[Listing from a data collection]
★ ★ ★ ★

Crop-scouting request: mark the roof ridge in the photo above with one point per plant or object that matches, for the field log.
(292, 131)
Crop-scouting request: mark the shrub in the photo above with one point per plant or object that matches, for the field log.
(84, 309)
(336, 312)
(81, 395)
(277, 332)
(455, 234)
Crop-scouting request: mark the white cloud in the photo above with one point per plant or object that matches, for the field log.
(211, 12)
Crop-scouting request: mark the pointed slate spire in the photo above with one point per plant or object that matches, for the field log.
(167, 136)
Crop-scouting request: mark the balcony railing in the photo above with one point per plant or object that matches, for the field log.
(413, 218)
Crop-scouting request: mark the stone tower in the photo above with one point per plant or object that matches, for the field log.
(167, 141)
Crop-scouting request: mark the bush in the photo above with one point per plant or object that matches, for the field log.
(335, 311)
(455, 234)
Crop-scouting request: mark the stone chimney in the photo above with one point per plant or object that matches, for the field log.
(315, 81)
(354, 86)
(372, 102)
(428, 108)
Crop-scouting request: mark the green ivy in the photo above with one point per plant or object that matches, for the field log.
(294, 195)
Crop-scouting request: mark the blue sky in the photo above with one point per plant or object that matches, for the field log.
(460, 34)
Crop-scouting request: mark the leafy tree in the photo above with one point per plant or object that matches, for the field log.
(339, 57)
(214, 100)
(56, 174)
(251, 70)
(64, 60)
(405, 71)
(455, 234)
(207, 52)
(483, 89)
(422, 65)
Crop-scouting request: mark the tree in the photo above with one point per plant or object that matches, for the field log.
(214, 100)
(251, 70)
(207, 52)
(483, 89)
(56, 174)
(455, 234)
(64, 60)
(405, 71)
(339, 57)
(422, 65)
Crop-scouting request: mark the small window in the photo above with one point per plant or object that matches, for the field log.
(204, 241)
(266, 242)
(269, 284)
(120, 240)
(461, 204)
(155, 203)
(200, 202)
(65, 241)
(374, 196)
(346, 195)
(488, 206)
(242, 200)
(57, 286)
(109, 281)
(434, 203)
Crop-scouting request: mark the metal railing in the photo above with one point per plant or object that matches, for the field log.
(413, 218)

★ ★ ★ ★

▸ Task requirements
Rewrite the whole listing above, replacing each "field log" with "survey log" and leaving everything else unchanged.

▸ Complete response
Crop-scouting request: mark the roof ridge in the photo above with one point per plant or object that matches, for the survey log.
(292, 131)
Crop-scouting request: mark the shrub in the photo above with one point per plant or object that matches, for the survey log.
(84, 309)
(336, 312)
(81, 395)
(277, 332)
(455, 234)
Crop-scouting request: mark the white cloud in the photo above with one point per plant or object that matches, for the survey log.
(211, 12)
Crop-scouting request: mark the pointed slate spire in the photo above with one point per plant or object that matches, for the survey log.
(167, 136)
Crop-scouting request: mark the balcony railing in the photo above with one point per plant or object that matches, for the survey log.
(413, 218)
Crop-scouting request: mark the stone tower in the photo above with one point per plant or object that matches, for the survey log.
(167, 141)
Crop-scouting request: mark the bush in the photo above with one point per plant or object that matches, for the survey log.
(335, 311)
(455, 234)
Crop-scouting request: mark the stone chimney in the photo above with one point per plant or object that matches, for the survey log.
(315, 81)
(354, 86)
(372, 102)
(428, 108)
Crop-scouting request: mark the green ivy in the photo above with one point per plant or object that matches, for the survey log.
(294, 195)
Crop-scouting request: mark the blue sky in the photo above with one point per plant or object that matches, for the survey log.
(460, 34)
Crop-scouting request: mark the leafy tree in the photo above with one point per plant or object that matches, for the survey log.
(339, 57)
(214, 100)
(56, 174)
(251, 70)
(64, 60)
(405, 71)
(455, 234)
(207, 52)
(483, 89)
(422, 65)
Crop-scouting request: mark the tree in the photo above with one point per plant or object that matches, for the survey log.
(214, 100)
(251, 70)
(207, 52)
(483, 89)
(56, 174)
(455, 234)
(64, 60)
(405, 71)
(339, 57)
(422, 65)
Crop-scouting request: mark the small window in the photo above with one point per plant or object that matches, for the survey log.
(204, 241)
(266, 242)
(269, 284)
(120, 240)
(461, 204)
(155, 203)
(200, 202)
(65, 241)
(374, 196)
(346, 195)
(488, 206)
(242, 200)
(57, 286)
(109, 281)
(434, 203)
Crop-scouting request: mark the metal railing in the photo above with one point per plant or object that matches, for the survey log.
(413, 218)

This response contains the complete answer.